[Raw data]
------------------------------------------------------------

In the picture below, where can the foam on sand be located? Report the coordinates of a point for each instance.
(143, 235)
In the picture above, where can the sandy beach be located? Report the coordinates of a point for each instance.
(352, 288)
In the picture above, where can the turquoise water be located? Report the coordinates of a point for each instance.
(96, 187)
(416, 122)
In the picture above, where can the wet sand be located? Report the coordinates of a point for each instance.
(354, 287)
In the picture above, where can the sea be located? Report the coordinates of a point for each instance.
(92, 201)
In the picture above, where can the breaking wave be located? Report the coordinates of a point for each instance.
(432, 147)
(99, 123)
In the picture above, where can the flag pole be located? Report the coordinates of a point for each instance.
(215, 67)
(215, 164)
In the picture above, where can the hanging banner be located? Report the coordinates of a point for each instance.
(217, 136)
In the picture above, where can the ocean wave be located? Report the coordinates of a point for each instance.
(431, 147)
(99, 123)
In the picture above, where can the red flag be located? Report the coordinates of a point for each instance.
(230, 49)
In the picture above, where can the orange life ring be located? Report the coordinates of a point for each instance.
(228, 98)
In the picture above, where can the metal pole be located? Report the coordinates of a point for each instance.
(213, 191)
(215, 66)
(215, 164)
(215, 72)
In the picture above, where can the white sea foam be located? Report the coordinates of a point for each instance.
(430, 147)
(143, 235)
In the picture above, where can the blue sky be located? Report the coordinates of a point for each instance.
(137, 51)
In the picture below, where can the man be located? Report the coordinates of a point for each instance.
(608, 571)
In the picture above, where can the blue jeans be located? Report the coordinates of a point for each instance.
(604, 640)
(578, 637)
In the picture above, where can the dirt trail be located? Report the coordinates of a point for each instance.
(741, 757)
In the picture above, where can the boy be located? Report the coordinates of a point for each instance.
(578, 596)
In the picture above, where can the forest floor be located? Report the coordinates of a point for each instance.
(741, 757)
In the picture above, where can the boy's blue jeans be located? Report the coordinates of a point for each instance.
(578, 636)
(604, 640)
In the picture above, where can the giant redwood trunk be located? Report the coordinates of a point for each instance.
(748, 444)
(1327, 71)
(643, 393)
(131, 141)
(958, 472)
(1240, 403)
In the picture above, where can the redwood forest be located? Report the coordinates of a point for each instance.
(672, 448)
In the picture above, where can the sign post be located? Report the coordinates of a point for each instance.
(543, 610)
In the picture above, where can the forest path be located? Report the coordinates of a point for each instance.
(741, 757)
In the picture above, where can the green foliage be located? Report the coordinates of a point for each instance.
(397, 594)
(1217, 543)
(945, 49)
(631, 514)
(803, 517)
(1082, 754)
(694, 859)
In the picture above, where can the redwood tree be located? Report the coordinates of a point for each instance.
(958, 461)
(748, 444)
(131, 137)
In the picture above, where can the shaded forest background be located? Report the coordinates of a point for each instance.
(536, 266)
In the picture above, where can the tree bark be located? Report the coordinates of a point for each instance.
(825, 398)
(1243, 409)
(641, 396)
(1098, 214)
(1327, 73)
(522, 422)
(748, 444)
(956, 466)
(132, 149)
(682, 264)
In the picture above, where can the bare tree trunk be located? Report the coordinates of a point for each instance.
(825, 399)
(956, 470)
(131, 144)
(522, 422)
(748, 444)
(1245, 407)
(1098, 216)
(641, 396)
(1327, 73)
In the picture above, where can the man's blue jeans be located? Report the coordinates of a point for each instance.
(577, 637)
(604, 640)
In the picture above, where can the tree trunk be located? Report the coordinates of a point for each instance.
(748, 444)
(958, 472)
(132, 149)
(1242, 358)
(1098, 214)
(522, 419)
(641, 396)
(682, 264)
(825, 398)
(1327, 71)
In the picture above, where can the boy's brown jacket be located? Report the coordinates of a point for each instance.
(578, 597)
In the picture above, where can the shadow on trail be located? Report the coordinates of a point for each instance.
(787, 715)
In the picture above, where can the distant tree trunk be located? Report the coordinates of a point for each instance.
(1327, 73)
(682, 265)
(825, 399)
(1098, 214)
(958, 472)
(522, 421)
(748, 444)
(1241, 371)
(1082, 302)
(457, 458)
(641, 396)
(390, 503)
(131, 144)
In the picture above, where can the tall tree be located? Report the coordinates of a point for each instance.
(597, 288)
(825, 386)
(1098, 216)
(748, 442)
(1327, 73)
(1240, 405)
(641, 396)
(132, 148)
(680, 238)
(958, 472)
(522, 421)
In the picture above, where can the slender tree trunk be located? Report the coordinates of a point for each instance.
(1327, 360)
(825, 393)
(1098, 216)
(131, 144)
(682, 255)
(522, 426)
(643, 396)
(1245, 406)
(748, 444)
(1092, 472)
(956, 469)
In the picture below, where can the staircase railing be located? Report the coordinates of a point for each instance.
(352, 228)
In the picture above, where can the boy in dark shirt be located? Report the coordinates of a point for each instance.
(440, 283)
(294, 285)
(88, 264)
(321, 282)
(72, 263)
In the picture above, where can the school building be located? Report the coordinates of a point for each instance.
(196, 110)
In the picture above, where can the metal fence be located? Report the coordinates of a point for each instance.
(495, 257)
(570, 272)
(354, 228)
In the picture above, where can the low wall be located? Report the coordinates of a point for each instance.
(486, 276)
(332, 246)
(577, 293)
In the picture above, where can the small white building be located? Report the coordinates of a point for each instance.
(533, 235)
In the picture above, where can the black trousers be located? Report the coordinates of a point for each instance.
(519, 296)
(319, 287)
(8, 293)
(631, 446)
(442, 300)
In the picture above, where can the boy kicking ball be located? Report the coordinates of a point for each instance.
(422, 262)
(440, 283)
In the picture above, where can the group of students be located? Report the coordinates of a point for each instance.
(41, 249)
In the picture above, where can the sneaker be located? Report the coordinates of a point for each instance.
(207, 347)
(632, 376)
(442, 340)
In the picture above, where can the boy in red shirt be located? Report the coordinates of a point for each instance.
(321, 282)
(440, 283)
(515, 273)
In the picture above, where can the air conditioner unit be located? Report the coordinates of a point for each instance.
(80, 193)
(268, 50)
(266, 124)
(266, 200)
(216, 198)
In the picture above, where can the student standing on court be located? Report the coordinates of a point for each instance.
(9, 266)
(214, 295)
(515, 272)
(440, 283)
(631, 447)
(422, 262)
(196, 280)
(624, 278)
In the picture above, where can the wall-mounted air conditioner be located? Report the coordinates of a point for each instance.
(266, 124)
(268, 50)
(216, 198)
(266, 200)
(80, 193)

------------------------------------------------------------

[Task to complete] Retype all of the entries precisely as they are.

[Reply to the task]
In the picture below, where can the foam on sand be located? Report the coordinates of a point for each instance.
(143, 235)
In the picture above, where can the sandy beach be located? Report the coordinates of a point for each instance.
(352, 288)
In the picture above, where can the turquoise water be located? Report the coordinates of a point for each instance.
(96, 187)
(416, 122)
In the picture above, where can the wet sand be located? Report the coordinates of a point for each instance.
(354, 287)
In the picture above, where can the sea be located? Report the coordinates of a point for each instance.
(92, 201)
In the picture above, where can the breaking wave be located? Report the coordinates of a point for each instance.
(432, 147)
(99, 123)
In the picture above, where can the flag pole be located? Report the coordinates of a point for each instance.
(215, 67)
(215, 164)
In the picture above, where can the hanging banner be located? Report the coordinates of a point for each instance.
(217, 136)
In the picture above, where can the ocean wave be located? Report the coordinates of a point for each instance.
(431, 147)
(99, 123)
In the picture above, where can the red flag be located? Report the coordinates of a point for each instance.
(230, 49)
In the picture above, where can the orange life ring be located? Report the coordinates of a point for each instance.
(228, 98)
In the picture above, where can the metal pole be located? Report the coordinates of a point for each instance.
(213, 191)
(215, 66)
(215, 164)
(215, 72)
In the picture above, where can the white sea foam be located? Report the coordinates of a point for each instance.
(430, 147)
(143, 235)
In the picture above, where can the blue sky be located? Report the coordinates of a point for each instance.
(137, 51)
In the picture below, where can the man be located? Report the coordinates of a point for each instance.
(608, 571)
In the picture above, where can the blue jeans be located? Report the coordinates of a point for each instance.
(604, 640)
(578, 637)
In the picture above, where can the dirt trail be located? Report the coordinates of a point for each instance.
(741, 757)
In the picture above, where can the boy be located? Report the coordinates of a point for each instance.
(578, 596)
In the picture above, where can the forest floor be located? Report the coordinates of a point for each instance.
(741, 757)
In the picture above, where can the boy's blue jeans be located? Report the coordinates of a point for each instance.
(578, 636)
(604, 640)
In the picture above, where can the giant redwood trunk be located? Report the coordinates of a point for each instance.
(748, 444)
(1327, 71)
(643, 393)
(131, 141)
(958, 472)
(1240, 403)
In the picture above, where can the redwood forest be located? Report the coordinates of a point for each instance.
(672, 448)
In the picture above, where can the sign post be located? Report the coordinates of a point for each instance.
(543, 610)
In the picture above, where can the forest path be located? Report the coordinates of a point for each instance.
(741, 757)
In the picture above, where can the green foliage be located? Report the coordinates of a point for each instance.
(397, 594)
(1217, 543)
(945, 49)
(631, 514)
(803, 517)
(1082, 754)
(694, 859)
In the picture above, where can the redwood tree be located? Report the coordinates of a point for each instance.
(958, 461)
(748, 444)
(131, 137)
In the picture above, where can the shaded forest background be located? Report the coordinates of a point for each instance.
(536, 266)
In the picture above, where can the tree bark be located? Report the coordinates of a point for each instance.
(825, 398)
(1243, 409)
(641, 396)
(1098, 214)
(1327, 73)
(522, 422)
(748, 444)
(956, 466)
(132, 149)
(682, 264)
In the picture above, where can the bare tree trunk be located? Report the coordinates of a point for each instance.
(825, 399)
(956, 470)
(131, 144)
(522, 422)
(748, 444)
(1245, 407)
(1098, 216)
(641, 396)
(1327, 73)
In the picture above, where can the man's blue jeans be located? Report the coordinates of a point for each instance.
(577, 637)
(604, 640)
In the picture above, where can the tree trunk be located? Report the coordinates of a point for each instance.
(748, 444)
(958, 472)
(132, 149)
(1242, 358)
(1098, 214)
(522, 419)
(641, 396)
(682, 264)
(825, 398)
(1327, 71)
In the picture above, where can the boy's brown jacket be located? Report the coordinates of a point for each instance.
(578, 597)
In the picture above, where can the shadow on trail be located? Report the coordinates of a point for each instance.
(787, 715)
In the picture above, where can the distant tree trunk be located? Report the coordinates of a point for each instance.
(1327, 73)
(682, 265)
(825, 399)
(1098, 214)
(958, 472)
(522, 421)
(748, 444)
(1241, 371)
(1082, 302)
(457, 458)
(641, 396)
(390, 503)
(131, 144)
In the picture above, where can the tall tree be located? Report the coordinates of a point for each instance.
(597, 288)
(825, 386)
(1098, 216)
(748, 442)
(1327, 73)
(1240, 405)
(641, 396)
(132, 148)
(680, 238)
(958, 472)
(522, 421)
In the picture above, where can the slender tree trunk be located? Report the coordinates of a point for each instance.
(1327, 360)
(825, 393)
(1098, 216)
(131, 144)
(682, 255)
(522, 426)
(643, 396)
(1245, 406)
(748, 444)
(1092, 472)
(956, 469)
In the picture below, where can the staircase railing be located? Report the coordinates of a point for each instance.
(352, 228)
In the picture above, where can the boy in dark shirt be located? Report the coordinates of a point for each instance.
(440, 283)
(294, 285)
(88, 264)
(321, 282)
(72, 263)
In the picture above, where can the school building be located? Report the coordinates of a point for each instance.
(196, 110)
In the picture above, where can the metal fence be located? Report the coordinates of a point for each instance.
(495, 257)
(570, 272)
(354, 228)
In the picture above, where can the low wall be located? Report the coordinates of a point for each instance.
(486, 276)
(332, 246)
(577, 293)
In the picture above, where can the small white building be located? Report the coordinates of a point for each instance.
(533, 235)
In the picture above, where can the black trousers be located? Report the coordinates of a point for each instance.
(519, 296)
(319, 287)
(8, 293)
(631, 446)
(442, 300)
In the picture above, where can the boy kicking ball be located? Report the coordinates of a point for each instance.
(422, 262)
(440, 283)
In the picture above, where can the group of students be located? Report the coordinates of a point for each instance.
(41, 249)
In the picture above, where can the sneaker be located? Report the coordinates of a point for each instance.
(207, 347)
(632, 376)
(442, 340)
In the picture above, where can the boy in red shirt be located? Report the coordinates of a point for each instance.
(321, 282)
(440, 283)
(515, 273)
In the picture above, where can the air conditioner unit be located? Report the coordinates of a point for each instance.
(80, 193)
(268, 50)
(266, 124)
(266, 200)
(216, 198)
In the picture above, where can the student standing on court be located? Report the coordinates of a point for each instance.
(9, 266)
(214, 295)
(515, 272)
(440, 283)
(631, 447)
(422, 262)
(196, 280)
(624, 278)
In the picture above, where can the wall-mounted air conditioner be located? Report the coordinates of a point for each instance.
(266, 124)
(268, 50)
(216, 198)
(266, 200)
(80, 193)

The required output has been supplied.